→ Task a: Transcribe the records line by line, starting at the beginning of the records and ending with the line that contains "[51,62,91,127]", with both of those lines included. Omit the pictures.

+++ Source text

For instance, in Rome, the Roman Empire, slavery was not imposed upon a particular race, or upon a particular group of people such as it was in our country's history. And, by the way, is still practiced in other countries today. And by the way, this subject was clearly addressed in Scripture, particularly in the Old Testament many times. In the Old Testament, a person became a bondservant because they were poor. They were not forced into it but it was one way for them to support themselves and to take care of their families. And they were to be treated well. And they were not be made bondservants for life unless they chose to be so. And God gave clear instructions. There are three separate passages of Scripture in the Old Testament where he tells the children of Israel how to handle this situation.

Let me give you just one of them from Deuteronomy 15. God said, "If your brother, a Hebrew man or Hebrew woman, is sold to you." Now see, here again, we see that as well, you know, this person they don't have any choice in the matter at all. So one person sells this party that's powerless to another person You're thinking about it wrong. It would be like me having a difficult time and I would go to Todd and I say, I will sell myself to you, I will become your servant if you will help take care of me. This is what's going on here, okay? Todd's not coming and banging me over the head and dragging me away and saying, you're going to serve me. No, that's not what's being talked about here. "He shall serve you six years and in the seventh year, you shall let him go free from you. And when you let him go free from you, you shall not let him go empty-handed. You shall furnish him liberally out of your flock and out of your threshing floor. Now if your winepress. As the Lord your God has blessed you, you shall give to him. You shall remember that you were a slave in the land of Egypt, and the Lord your God redeemed you; therefore I command you this today. But if he says to you, [the bondservant] 'I will not go out from you,' because he loves you and your household, since he as well off with you, then you shall take an awl and put it through his ear into the door." This is where the fat of Pearson got started, by the way, but another day. "He shall be your slave forever. And to your female slave, you shall do the same. It shall not seem hard to you when you let him go free from you, for at half the cost of a hard worker he has served you six years. So the Lord your God will bless you in all that you do."

++++++
+++ Exercise materials

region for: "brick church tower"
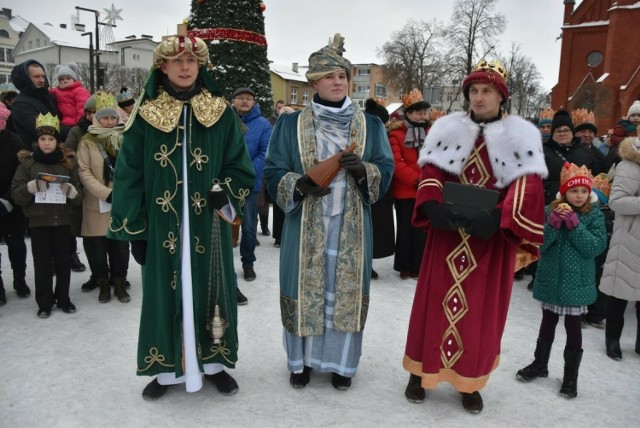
[551,0,640,135]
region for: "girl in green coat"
[516,163,607,398]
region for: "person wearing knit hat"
[402,57,547,414]
[264,33,393,391]
[516,162,608,398]
[107,34,255,400]
[11,113,82,319]
[0,103,31,306]
[51,62,91,127]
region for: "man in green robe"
[108,36,255,400]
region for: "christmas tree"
[187,0,273,116]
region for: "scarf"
[403,119,427,149]
[33,146,64,165]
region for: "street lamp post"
[81,31,96,93]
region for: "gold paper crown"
[560,162,593,187]
[153,36,209,68]
[571,108,596,126]
[593,172,611,198]
[429,108,447,122]
[402,88,424,108]
[540,108,556,120]
[473,60,508,82]
[96,91,118,113]
[36,113,60,136]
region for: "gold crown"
[402,88,424,108]
[473,59,508,82]
[560,162,593,186]
[36,113,60,135]
[429,108,447,122]
[153,35,209,68]
[540,108,556,120]
[571,108,596,126]
[96,91,118,112]
[593,172,611,198]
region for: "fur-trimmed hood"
[618,137,640,164]
[418,112,548,189]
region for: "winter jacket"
[11,59,69,150]
[77,138,115,236]
[600,137,640,301]
[389,122,420,199]
[51,80,91,127]
[533,203,607,306]
[240,103,273,192]
[0,129,27,235]
[11,148,82,227]
[542,138,606,205]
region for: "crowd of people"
[0,30,640,413]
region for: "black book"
[442,181,500,219]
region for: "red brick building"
[551,0,640,134]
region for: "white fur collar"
[418,112,548,189]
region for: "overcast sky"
[2,0,581,89]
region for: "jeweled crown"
[473,60,508,82]
[402,88,424,108]
[36,113,60,132]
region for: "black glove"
[464,208,502,240]
[293,174,331,202]
[207,186,229,211]
[340,152,367,180]
[420,201,463,231]
[131,241,147,266]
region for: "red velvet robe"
[403,136,544,392]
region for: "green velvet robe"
[107,69,255,377]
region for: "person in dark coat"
[0,104,31,306]
[364,98,396,279]
[11,59,70,151]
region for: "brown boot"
[96,278,111,303]
[113,278,131,303]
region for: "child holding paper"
[78,92,130,303]
[11,113,82,318]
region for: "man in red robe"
[403,61,547,413]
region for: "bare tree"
[446,0,507,80]
[378,20,444,93]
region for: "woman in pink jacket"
[51,62,91,126]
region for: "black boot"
[560,348,582,398]
[404,374,427,403]
[604,337,622,361]
[516,338,553,382]
[97,278,111,303]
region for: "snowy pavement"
[0,231,640,427]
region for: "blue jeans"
[240,191,258,267]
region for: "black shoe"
[460,391,484,415]
[57,301,76,314]
[605,338,622,361]
[331,373,351,391]
[242,265,256,281]
[38,309,51,319]
[80,275,98,291]
[71,253,87,272]
[289,366,312,389]
[236,287,249,306]
[204,370,238,395]
[404,374,427,403]
[13,278,31,298]
[142,378,169,401]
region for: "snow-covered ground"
[0,221,640,427]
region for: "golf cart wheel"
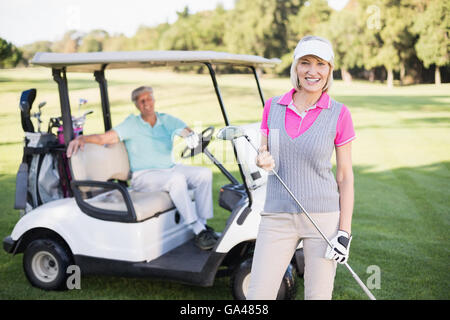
[23,239,71,290]
[230,257,297,300]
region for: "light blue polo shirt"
[113,112,187,172]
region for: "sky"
[0,0,348,46]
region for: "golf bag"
[14,89,72,212]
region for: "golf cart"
[3,51,303,299]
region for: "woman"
[247,36,355,299]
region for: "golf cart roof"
[31,51,280,72]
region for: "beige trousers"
[247,212,339,300]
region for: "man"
[67,86,218,250]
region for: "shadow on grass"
[0,161,450,300]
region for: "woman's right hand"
[256,144,275,171]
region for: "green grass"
[0,68,450,299]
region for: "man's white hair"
[131,86,153,104]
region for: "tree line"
[0,0,450,87]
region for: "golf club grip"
[245,136,376,300]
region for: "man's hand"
[325,230,352,264]
[256,144,275,171]
[66,135,86,158]
[184,131,199,149]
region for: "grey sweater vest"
[264,97,342,213]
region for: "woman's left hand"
[325,230,352,264]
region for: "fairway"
[0,68,450,300]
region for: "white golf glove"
[184,131,199,149]
[325,230,352,263]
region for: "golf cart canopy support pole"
[250,67,265,108]
[94,64,112,132]
[205,62,253,208]
[205,62,230,126]
[52,68,74,146]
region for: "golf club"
[216,126,376,300]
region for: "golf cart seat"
[70,142,193,222]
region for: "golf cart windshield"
[31,51,280,72]
[31,51,280,144]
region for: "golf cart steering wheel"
[181,126,214,159]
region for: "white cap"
[294,39,334,63]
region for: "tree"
[51,30,82,53]
[319,3,368,82]
[77,29,109,52]
[413,0,450,84]
[360,0,415,87]
[225,0,304,58]
[20,41,52,66]
[0,38,22,68]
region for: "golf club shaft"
[245,136,376,300]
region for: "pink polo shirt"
[261,89,356,147]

++++++

→ Task b:
Decide whether each statement below agrees with the passage on bondservants in Scripture. Answer yes or no for each, and quote the words from the passage that settle it.
(i) In the Old Testament, a person became a bondservant because of poverty.
(ii) A bondservant was to serve seven years before being set free.
(iii) A freed servant was to be sent away without any provisions.

→ Solution a:
region for: "brick church tower"
[551,0,640,135]
region for: "girl in green coat"
[516,163,607,398]
region for: "person wearing knit hat"
[402,57,547,414]
[264,33,393,391]
[516,162,608,398]
[107,34,255,400]
[11,113,82,319]
[0,103,31,306]
[51,62,91,127]

→ Solution b:
(i) Yes: "In the Old Testament, a person became a bondservant because they were poor."
(ii) No: "He shall serve you six years and in the seventh year, you shall let him go free from you."
(iii) No: "you shall not let him go empty-handed. You shall furnish him liberally out of your flock and out of your threshing floor."